### 任务详情
请把下面这篇关于 Dinky 扩展 Flink Redis 实践的文章一字不差地完整写下来。

----- 页面

Dinky 扩展 Flink Redis 的实践分享

Dinky开源 2022-08-09

678

摘要：本文介绍了来自广州九四智能科技有限公司的韩公子老师带来的 Dinky 扩展 Flink Redis Connector 的实践分享。内容包括：

场景
组件准备
部署
FlinkCDC 实时写入 Redis
Kafka 与 Redis 流维关联
总结

Tips：历史传送门～

《Dinky 扩展 ClickHouse 的实践分享》

《Dinky 实践系列之 Flink Catalog 元数据管理》

《Dinky实践系列之FlinkCDC整库实时入仓入湖》

《打造 Flink + StarRocks+ Dinky 的极速统一分析平台》

GitHub 地址

https://github.com/DataLinkDC/dlink

https://gitee.com/DataLinkDC/Dinky

欢迎大家关注 Dinky 的发展~

一、场景

1. 通过 Flink CDC 实时同步 MySQL 数据库数据到 Redis;

2. 通过 FlinkSQL 将 Kafka 的流数据与 Redis 维度数据进行关联。

二、组件准备

组件	版本
Flink	1.14.4
Flink-mysql-cdc	2.2.1
Redis	6.2.4
Mysql	5.7+
Dinky	0.6.6
commons-pool2	2.11.0
jedis	3.3.0
flink-connector-redis	1.0.11
flink-sql-connector-kafka	2.12-1.14.4

温馨提示

commons-pool2 和 jedis 包是 flink-connector-redis 的 jar 引用到了，故添加上，这两个maven仓库都能下载，或者自己编译源码。其中 jedis 的编译的版本比较旧了，有更新的 RC 包，安全起见，如部署生产环境，应自行编译 flink-connector-redis。

----------
----- 所给条目

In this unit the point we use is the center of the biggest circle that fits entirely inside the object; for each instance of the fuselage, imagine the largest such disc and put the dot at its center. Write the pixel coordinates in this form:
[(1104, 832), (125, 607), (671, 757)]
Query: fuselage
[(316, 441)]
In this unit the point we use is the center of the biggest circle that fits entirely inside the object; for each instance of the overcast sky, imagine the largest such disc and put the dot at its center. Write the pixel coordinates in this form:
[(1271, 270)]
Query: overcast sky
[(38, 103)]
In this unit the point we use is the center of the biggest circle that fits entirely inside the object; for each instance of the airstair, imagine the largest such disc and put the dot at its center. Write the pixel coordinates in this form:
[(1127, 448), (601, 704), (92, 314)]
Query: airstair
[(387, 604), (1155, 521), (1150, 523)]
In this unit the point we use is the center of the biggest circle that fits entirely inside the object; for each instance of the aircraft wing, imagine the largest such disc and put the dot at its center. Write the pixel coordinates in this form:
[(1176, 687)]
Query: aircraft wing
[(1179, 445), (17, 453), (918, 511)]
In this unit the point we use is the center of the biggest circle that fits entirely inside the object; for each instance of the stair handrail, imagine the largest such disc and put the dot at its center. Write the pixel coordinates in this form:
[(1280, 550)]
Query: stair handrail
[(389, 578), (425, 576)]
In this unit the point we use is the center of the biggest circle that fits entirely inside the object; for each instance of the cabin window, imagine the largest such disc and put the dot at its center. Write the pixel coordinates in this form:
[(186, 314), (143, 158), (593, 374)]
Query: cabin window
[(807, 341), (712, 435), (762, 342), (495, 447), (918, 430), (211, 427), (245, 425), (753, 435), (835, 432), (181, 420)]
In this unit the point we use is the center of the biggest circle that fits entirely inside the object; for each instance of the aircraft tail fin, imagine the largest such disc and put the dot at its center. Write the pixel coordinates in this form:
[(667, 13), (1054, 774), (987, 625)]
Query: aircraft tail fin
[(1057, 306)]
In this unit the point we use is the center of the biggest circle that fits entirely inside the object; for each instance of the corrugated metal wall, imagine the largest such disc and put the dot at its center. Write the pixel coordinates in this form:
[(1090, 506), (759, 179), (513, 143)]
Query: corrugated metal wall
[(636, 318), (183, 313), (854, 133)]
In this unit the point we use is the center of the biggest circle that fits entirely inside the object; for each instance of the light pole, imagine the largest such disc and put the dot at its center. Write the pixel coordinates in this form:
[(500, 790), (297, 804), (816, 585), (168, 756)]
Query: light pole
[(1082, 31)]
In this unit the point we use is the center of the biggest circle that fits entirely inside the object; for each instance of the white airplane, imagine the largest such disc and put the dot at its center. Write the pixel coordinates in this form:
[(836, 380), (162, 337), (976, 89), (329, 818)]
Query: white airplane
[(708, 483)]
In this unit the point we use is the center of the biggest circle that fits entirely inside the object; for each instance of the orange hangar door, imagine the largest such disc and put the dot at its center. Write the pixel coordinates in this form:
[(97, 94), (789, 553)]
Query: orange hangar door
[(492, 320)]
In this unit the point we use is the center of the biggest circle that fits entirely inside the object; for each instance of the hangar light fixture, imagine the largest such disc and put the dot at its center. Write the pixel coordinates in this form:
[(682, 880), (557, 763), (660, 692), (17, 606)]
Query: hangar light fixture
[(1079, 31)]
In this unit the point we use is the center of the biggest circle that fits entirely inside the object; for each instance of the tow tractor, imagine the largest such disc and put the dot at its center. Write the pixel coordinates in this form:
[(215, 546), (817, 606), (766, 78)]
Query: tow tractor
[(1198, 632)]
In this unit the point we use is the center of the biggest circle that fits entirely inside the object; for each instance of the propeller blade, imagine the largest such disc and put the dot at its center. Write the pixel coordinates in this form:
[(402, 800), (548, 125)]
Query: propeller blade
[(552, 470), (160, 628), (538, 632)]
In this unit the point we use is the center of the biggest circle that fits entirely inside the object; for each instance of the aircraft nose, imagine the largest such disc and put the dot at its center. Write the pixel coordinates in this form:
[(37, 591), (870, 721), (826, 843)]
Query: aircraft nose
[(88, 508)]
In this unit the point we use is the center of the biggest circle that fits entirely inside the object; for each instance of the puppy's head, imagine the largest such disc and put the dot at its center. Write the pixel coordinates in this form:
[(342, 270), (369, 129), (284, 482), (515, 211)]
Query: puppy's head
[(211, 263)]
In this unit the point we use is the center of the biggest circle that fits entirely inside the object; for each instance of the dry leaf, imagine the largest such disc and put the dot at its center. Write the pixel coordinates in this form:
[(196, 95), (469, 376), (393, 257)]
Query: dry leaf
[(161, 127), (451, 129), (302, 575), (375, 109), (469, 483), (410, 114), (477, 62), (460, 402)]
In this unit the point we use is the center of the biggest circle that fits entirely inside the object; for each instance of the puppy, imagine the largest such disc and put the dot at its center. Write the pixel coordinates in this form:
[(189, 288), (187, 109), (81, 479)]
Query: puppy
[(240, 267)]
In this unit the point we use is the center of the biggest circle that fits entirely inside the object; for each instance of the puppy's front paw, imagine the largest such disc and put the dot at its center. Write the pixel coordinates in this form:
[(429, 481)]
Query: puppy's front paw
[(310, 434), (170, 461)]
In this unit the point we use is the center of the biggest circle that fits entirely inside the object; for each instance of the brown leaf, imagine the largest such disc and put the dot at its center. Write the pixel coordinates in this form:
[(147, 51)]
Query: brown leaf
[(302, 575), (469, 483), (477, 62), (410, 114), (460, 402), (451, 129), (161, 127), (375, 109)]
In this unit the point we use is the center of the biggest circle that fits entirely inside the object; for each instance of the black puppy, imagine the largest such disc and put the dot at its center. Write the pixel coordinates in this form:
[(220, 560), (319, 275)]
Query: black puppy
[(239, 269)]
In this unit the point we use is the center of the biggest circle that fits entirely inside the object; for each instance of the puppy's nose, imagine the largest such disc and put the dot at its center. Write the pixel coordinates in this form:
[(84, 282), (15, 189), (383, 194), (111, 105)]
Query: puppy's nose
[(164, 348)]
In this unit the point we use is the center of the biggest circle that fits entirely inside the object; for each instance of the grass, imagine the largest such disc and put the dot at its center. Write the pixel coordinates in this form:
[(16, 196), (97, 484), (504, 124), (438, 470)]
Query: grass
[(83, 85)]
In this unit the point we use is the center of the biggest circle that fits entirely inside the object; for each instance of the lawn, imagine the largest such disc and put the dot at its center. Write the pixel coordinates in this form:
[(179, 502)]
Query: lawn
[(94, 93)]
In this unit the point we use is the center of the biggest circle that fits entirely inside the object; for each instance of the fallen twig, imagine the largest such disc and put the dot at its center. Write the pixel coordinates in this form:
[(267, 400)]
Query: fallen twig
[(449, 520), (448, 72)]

----------

### 问题解答
Dinky 扩展 Flink Redis 的实践分享

Dinky开源 2022-08-09

678

摘要：本文介绍了来自广州九四智能科技有限公司的韩公子老师带来的 Dinky 扩展 Flink Redis Connector 的实践分享。内容包括：

场景
组件准备
部署
FlinkCDC 实时写入 Redis
Kafka 与 Redis 流维关联
总结

Tips：历史传送门～

《Dinky 扩展 ClickHouse 的实践分享》

《Dinky 实践系列之 Flink Catalog 元数据管理》

《Dinky实践系列之FlinkCDC整库实时入仓入湖》

《打造 Flink + StarRocks+ Dinky 的极速统一分析平台》

GitHub 地址

https://github.com/DataLinkDC/dlink

https://gitee.com/DataLinkDC/Dinky

欢迎大家关注 Dinky 的发展~

一、场景

1. 通过 Flink CDC 实时同步 MySQL 数据库数据到 Redis;

2. 通过 FlinkSQL 将 Kafka 的流数据与 Redis 维度数据进行关联。

二、组件准备

组件	版本
Flink	1.14.4
Flink-mysql-cdc	2.2.1
Redis	6.2.4
Mysql	5.7+
Dinky	0.6.6
commons-pool2	2.11.0
jedis	3.3.0
flink-connector-redis	1.0.11
flink-sql-connector-kafka	2.12-1.14.4

温馨提示

commons-pool2 和 jedis 包是 flink-connector-redis 的 jar 引用到了，故添加上，这两个maven仓库都能下载，或者自己编译源码。其中 jedis 的编译的版本比较旧了，有更新的 RC 包，安全起见，如部署生产环境，应自行编译 flink-connector-redis。